• [PROBLEM DETAILS] Your task is to retype every entry exactly while omitting the pictures.

(Beginning of INPUT DATA)

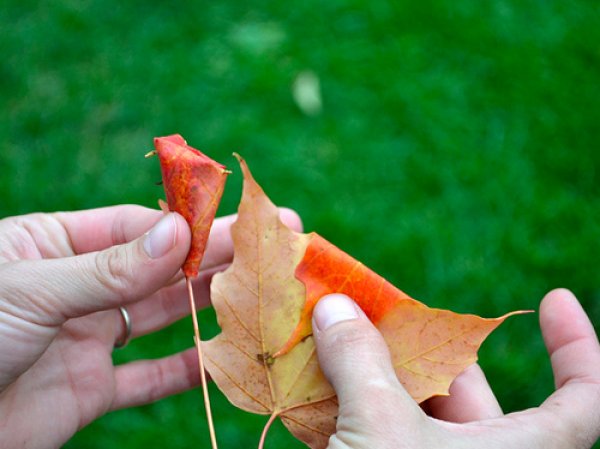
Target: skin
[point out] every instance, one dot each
(64, 275)
(62, 278)
(376, 412)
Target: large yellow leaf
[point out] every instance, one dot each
(258, 302)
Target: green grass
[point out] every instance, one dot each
(456, 152)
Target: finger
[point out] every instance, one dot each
(470, 399)
(98, 229)
(170, 304)
(356, 361)
(571, 414)
(575, 356)
(48, 292)
(146, 381)
(570, 338)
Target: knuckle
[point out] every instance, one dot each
(114, 270)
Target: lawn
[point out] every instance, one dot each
(451, 146)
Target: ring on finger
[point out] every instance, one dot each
(126, 336)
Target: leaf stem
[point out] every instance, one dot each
(261, 443)
(198, 342)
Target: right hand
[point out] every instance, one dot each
(376, 411)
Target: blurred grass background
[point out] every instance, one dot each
(451, 146)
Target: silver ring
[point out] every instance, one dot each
(124, 339)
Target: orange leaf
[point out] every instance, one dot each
(258, 301)
(194, 185)
(265, 361)
(429, 347)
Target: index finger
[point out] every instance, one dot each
(97, 229)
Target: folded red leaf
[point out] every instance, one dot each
(193, 184)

(End of INPUT DATA)

• [RESULT OF THIS EXERCISE]
Target: skin
[point out] every instance, one dot each
(64, 275)
(62, 278)
(376, 412)
Target: large yellow leaf
[point out] every instance, one dot each
(258, 302)
Target: green grass
[point out] every instance, one dot each
(456, 152)
Target: finger
[point out] every instance, one dot each
(470, 399)
(98, 229)
(170, 304)
(356, 361)
(571, 414)
(575, 356)
(48, 292)
(146, 381)
(570, 338)
Target: knuckle
[point out] every instance, one dot each
(114, 270)
Target: lawn
[point out] every instance, one dot each
(451, 146)
Target: ring on finger
[point out] every instance, one dot each
(126, 336)
Target: leaf stem
[point out] every instance, one dot each
(261, 443)
(198, 342)
Target: right hand
[point out] every instance, one dot each
(376, 411)
Target: blurred grass background
[point out] every instance, one dot each
(451, 146)
Target: silver ring
[point out] every instance, one dot each
(124, 339)
Target: orange leaf
[point out] every instance, one dot each
(258, 301)
(194, 185)
(265, 361)
(429, 347)
Target: index finger
[point out] every instance, one dot each
(97, 229)
Target: folded red leaf
[point out] every instance, one dot each
(193, 184)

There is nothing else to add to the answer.